▶ **ACTIVITY**:
Give back the listing in full and exactly, leaving out the images.

▶ **MATERIAL PROVIDED**:
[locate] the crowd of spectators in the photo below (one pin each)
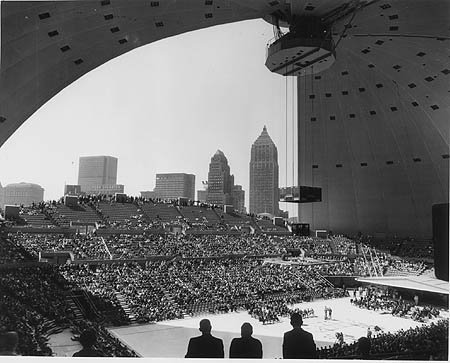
(11, 252)
(271, 309)
(381, 300)
(82, 246)
(33, 303)
(427, 342)
(397, 266)
(162, 290)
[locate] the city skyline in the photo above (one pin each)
(158, 116)
(264, 176)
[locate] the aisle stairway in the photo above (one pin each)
(124, 305)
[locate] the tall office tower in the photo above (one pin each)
(1, 196)
(203, 193)
(264, 176)
(220, 182)
(98, 175)
(175, 185)
(238, 198)
(22, 194)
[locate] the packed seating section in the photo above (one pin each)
(174, 275)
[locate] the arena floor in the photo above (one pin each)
(170, 339)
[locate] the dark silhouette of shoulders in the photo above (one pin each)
(88, 352)
(205, 346)
(297, 344)
(247, 347)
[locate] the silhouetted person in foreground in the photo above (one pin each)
(298, 343)
(87, 340)
(364, 348)
(205, 345)
(8, 343)
(246, 346)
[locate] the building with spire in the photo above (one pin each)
(264, 176)
(220, 181)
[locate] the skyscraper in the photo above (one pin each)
(238, 198)
(98, 175)
(175, 185)
(220, 182)
(264, 176)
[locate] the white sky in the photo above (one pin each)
(164, 107)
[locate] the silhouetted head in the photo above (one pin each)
(364, 346)
(296, 320)
(8, 342)
(88, 338)
(205, 326)
(246, 330)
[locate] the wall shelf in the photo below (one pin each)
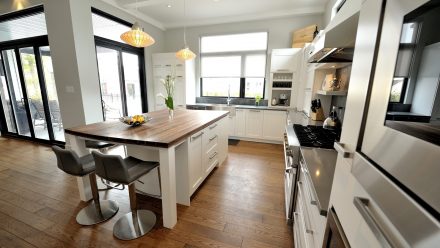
(281, 88)
(332, 93)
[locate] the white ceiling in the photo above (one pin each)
(205, 12)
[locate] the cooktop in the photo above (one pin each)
(316, 136)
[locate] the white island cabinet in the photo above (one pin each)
(178, 144)
(258, 124)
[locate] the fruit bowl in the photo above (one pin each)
(135, 120)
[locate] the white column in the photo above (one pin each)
(70, 31)
(168, 186)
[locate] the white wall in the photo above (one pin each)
(328, 12)
(7, 6)
(280, 34)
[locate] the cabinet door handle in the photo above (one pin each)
(301, 191)
(339, 147)
(309, 190)
(196, 137)
(362, 205)
(213, 155)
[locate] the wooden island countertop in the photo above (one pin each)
(160, 131)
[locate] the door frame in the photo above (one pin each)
(35, 43)
(120, 48)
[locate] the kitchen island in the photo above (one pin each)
(192, 143)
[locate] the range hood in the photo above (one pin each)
(336, 43)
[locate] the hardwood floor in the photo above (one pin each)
(241, 204)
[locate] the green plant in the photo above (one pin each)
(257, 99)
(168, 83)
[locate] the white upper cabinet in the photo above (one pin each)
(284, 60)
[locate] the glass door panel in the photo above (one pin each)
(33, 90)
(132, 83)
(6, 101)
(109, 78)
(54, 107)
(16, 93)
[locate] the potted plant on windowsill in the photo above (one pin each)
(168, 83)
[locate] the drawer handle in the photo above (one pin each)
(213, 155)
(362, 205)
(301, 191)
(196, 137)
(309, 190)
(339, 147)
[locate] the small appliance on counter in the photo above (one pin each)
(283, 100)
(317, 114)
(332, 122)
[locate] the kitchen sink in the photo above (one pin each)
(230, 108)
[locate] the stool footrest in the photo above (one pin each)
(93, 214)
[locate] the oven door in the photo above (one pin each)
(289, 190)
(408, 151)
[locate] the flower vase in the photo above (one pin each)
(170, 113)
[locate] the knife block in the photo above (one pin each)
(318, 115)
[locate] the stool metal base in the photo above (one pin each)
(94, 214)
(134, 225)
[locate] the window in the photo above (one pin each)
(233, 64)
(120, 66)
(398, 89)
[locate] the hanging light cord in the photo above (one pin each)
(184, 23)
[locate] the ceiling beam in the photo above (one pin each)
(143, 3)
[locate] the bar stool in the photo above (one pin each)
(126, 171)
(103, 147)
(97, 211)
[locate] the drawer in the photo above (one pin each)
(210, 139)
(308, 227)
(211, 159)
(316, 220)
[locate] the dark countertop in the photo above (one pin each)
(243, 106)
(320, 165)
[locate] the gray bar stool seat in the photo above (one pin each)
(103, 147)
(97, 211)
(126, 171)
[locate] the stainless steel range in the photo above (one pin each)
(295, 137)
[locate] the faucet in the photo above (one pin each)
(228, 101)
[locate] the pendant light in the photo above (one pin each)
(185, 53)
(136, 36)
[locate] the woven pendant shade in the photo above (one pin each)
(137, 37)
(185, 54)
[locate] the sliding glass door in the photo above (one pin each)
(28, 95)
(120, 77)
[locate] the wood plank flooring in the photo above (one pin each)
(241, 204)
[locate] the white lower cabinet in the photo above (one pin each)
(254, 123)
(258, 124)
(240, 122)
(274, 123)
(197, 157)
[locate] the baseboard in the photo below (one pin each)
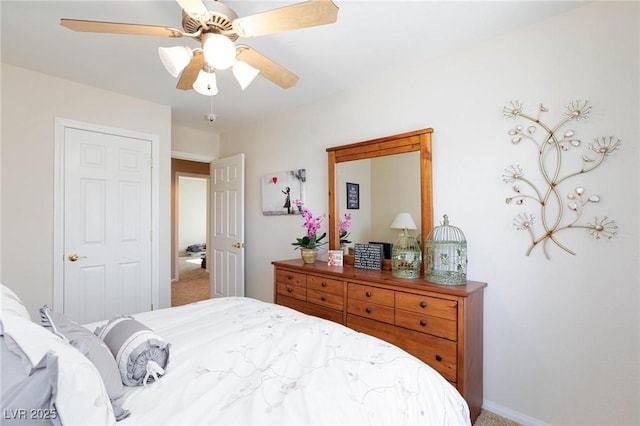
(510, 414)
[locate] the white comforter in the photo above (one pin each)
(242, 361)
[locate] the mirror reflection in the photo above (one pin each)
(387, 186)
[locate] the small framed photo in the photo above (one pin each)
(353, 195)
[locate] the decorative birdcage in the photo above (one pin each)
(445, 255)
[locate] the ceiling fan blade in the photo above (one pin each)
(194, 8)
(119, 28)
(269, 69)
(190, 73)
(300, 15)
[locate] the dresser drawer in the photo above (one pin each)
(369, 294)
(325, 285)
(370, 310)
(440, 354)
(425, 305)
(323, 298)
(439, 327)
(291, 290)
(289, 277)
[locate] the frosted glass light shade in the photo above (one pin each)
(175, 59)
(403, 221)
(206, 84)
(244, 73)
(219, 51)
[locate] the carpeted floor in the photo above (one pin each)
(487, 418)
(192, 284)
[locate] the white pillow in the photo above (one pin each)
(11, 304)
(81, 395)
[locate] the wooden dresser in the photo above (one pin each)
(441, 325)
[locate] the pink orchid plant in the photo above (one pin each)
(345, 224)
(312, 224)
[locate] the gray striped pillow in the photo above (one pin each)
(141, 355)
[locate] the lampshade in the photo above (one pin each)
(175, 59)
(205, 84)
(403, 221)
(219, 51)
(244, 73)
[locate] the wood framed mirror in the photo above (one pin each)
(418, 141)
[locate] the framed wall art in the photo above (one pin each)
(280, 190)
(353, 195)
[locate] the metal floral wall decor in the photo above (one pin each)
(552, 144)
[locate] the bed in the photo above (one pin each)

▶ **SOLUTION TO THIS EXERCISE**:
[locate] the crowd of spectators in the photo below (one pin each)
(11, 252)
(271, 309)
(381, 300)
(82, 246)
(33, 303)
(427, 342)
(397, 266)
(162, 290)
[locate] the city skyline in the photo above (one pin each)
(158, 116)
(264, 176)
[locate] the aisle stairway in the photo above (one pin each)
(124, 305)
[locate] the tall office tower in the photo above (one pin each)
(1, 196)
(203, 193)
(264, 176)
(220, 182)
(98, 175)
(175, 185)
(238, 198)
(22, 194)
[locate] the packed seating section in the photo above (one pin each)
(174, 275)
[locate] the arena floor in the photo above (one pin each)
(170, 339)
[locate] the dark silhouette of shoulders in the photo above (one pin each)
(88, 352)
(205, 346)
(297, 344)
(247, 347)
[locate] the silhouetted person in foreground in the photo above (one pin each)
(298, 343)
(87, 340)
(364, 348)
(205, 345)
(8, 343)
(246, 346)
[locate] the building with spire in the photo above (one pin each)
(264, 176)
(220, 181)
[locate] the skyscraper in the photo above (one pin each)
(238, 198)
(98, 175)
(175, 185)
(220, 182)
(264, 176)
[locate] the white sky in the photo above (one pin each)
(164, 107)
[locate] the silhouetted head in the photo above (one pin each)
(364, 346)
(296, 320)
(8, 342)
(88, 338)
(205, 326)
(246, 330)
[locate] the wall shelf in the photo below (one pin each)
(281, 88)
(332, 93)
[locate] the white ceiling in the photo above (one pin each)
(205, 12)
[locate] the cooktop in the photo above (one pin each)
(316, 136)
[locate] the white island cabinet in the photo above (one pin each)
(178, 144)
(258, 124)
[locate] the fruit bowl in the photo above (one pin each)
(135, 120)
[locate] the white column in the photo above (one pin each)
(70, 31)
(168, 186)
[locate] the white wall in the photo above (one pin each)
(328, 12)
(7, 6)
(280, 34)
[locate] the cabinet door handle in the photo above (one pin each)
(301, 191)
(339, 147)
(309, 190)
(196, 137)
(362, 205)
(213, 155)
[locate] the wooden island countertop in the photo above (one pin each)
(160, 131)
[locate] the door frame in the photo above (one pin each)
(35, 43)
(120, 48)
[locate] the kitchen island in the photo above (one pin each)
(192, 143)
[locate] the range hood in the photo above (one pin each)
(336, 43)
[locate] the hardwood floor in the photo above (one pin each)
(241, 204)
[locate] the green plant in the photo above (one pin each)
(257, 99)
(168, 83)
[locate] the white upper cabinet in the photo above (one pin each)
(284, 60)
[locate] the glass door panel in the photo above (one pin each)
(33, 90)
(132, 83)
(6, 101)
(109, 78)
(54, 107)
(16, 93)
[locate] the potted plant on windowsill in the photo above (one pin each)
(168, 83)
[locate] the drawer handle in the photo above (one pin each)
(213, 155)
(362, 205)
(301, 191)
(196, 137)
(309, 190)
(339, 147)
[locate] the small appliance on counter in the photo above (one pin each)
(283, 100)
(317, 114)
(332, 122)
[locate] the kitchen sink in the photo above (one pin each)
(230, 108)
[locate] the stool footrest in the photo above (one pin each)
(93, 214)
[locate] the oven door in the photo above (one pin each)
(289, 190)
(408, 151)
[locate] the flower vase in the photo above (one pin each)
(170, 113)
[locate] the knife block in the photo above (one pin each)
(318, 115)
[locate] the stool metal base in the photo above (one pin each)
(94, 214)
(134, 225)
[locate] the window in the photo above (one pin each)
(233, 64)
(120, 66)
(398, 89)
[locate] the hanging light cord in the photo above (one pin each)
(184, 23)
[locate] the ceiling beam in the photo above (one pin each)
(143, 3)
[locate] the bar stool in the photo above (one pin each)
(126, 171)
(103, 147)
(97, 211)
[locate] the drawer in the photo above (one pin each)
(210, 139)
(308, 227)
(211, 159)
(316, 220)
[locate] the dark countertop in the photo above (one pin each)
(243, 106)
(320, 165)
[locate] the gray bar stool seat in the photo above (one pin each)
(103, 147)
(97, 211)
(126, 171)
[locate] the stainless steel range in the photo above (one pin each)
(295, 137)
[locate] the faucet in the photo above (one pin each)
(228, 101)
[locate] the pendant light in the photo above (one pin each)
(185, 53)
(136, 36)
[locate] the woven pendant shade in the photo above (one pin each)
(137, 37)
(185, 54)
[locate] the sliding glass door in the photo above (one pin each)
(28, 95)
(120, 77)
[locate] the wood plank flooring in the photo above (one pin each)
(241, 204)
[locate] the white lower cabinet in the photo above (one pin each)
(254, 123)
(258, 124)
(240, 122)
(274, 123)
(197, 157)
[locate] the baseboard in the photo below (one pin each)
(510, 414)
[locate] the white comforter in the photo above (one pin each)
(242, 361)
[locate] the mirror reflection in the photo above (one pin each)
(387, 186)
[locate] the small framed photo in the photo above (one pin each)
(353, 195)
[locate] the decorative birdcage in the photo above (one pin each)
(445, 255)
[locate] the ceiling fan blade in the photo above (one pin each)
(194, 8)
(119, 28)
(269, 69)
(190, 73)
(300, 15)
[locate] the dresser drawer in the photo above (one pin each)
(369, 294)
(325, 285)
(370, 310)
(440, 354)
(425, 305)
(323, 298)
(439, 327)
(291, 290)
(289, 277)
[locate] the frosted glass light shade in the photo above (one pin each)
(175, 59)
(403, 221)
(206, 84)
(244, 73)
(219, 51)
[locate] the carpeted floor in the photo above (one pin each)
(487, 418)
(192, 284)
[locate] the white pillow in the photo above (one pin each)
(11, 304)
(81, 395)
[locate] the wooden dresser in the photo above (one pin each)
(441, 325)
[locate] the pink orchid plant in the photo above (one pin each)
(345, 224)
(312, 224)
[locate] the gray striped pillow in the photo above (one pin each)
(141, 355)
[locate] the lampshade in the photo above (one pin each)
(175, 59)
(205, 84)
(403, 221)
(219, 51)
(244, 73)
[locate] the wood framed mirror in the photo above (one pin each)
(418, 141)
[locate] the framed wall art in the photo above (one pin each)
(280, 190)
(353, 195)
[locate] the metal floral wall decor in the photo above (one pin each)
(552, 144)
[locate] the bed in the photo above (one pin each)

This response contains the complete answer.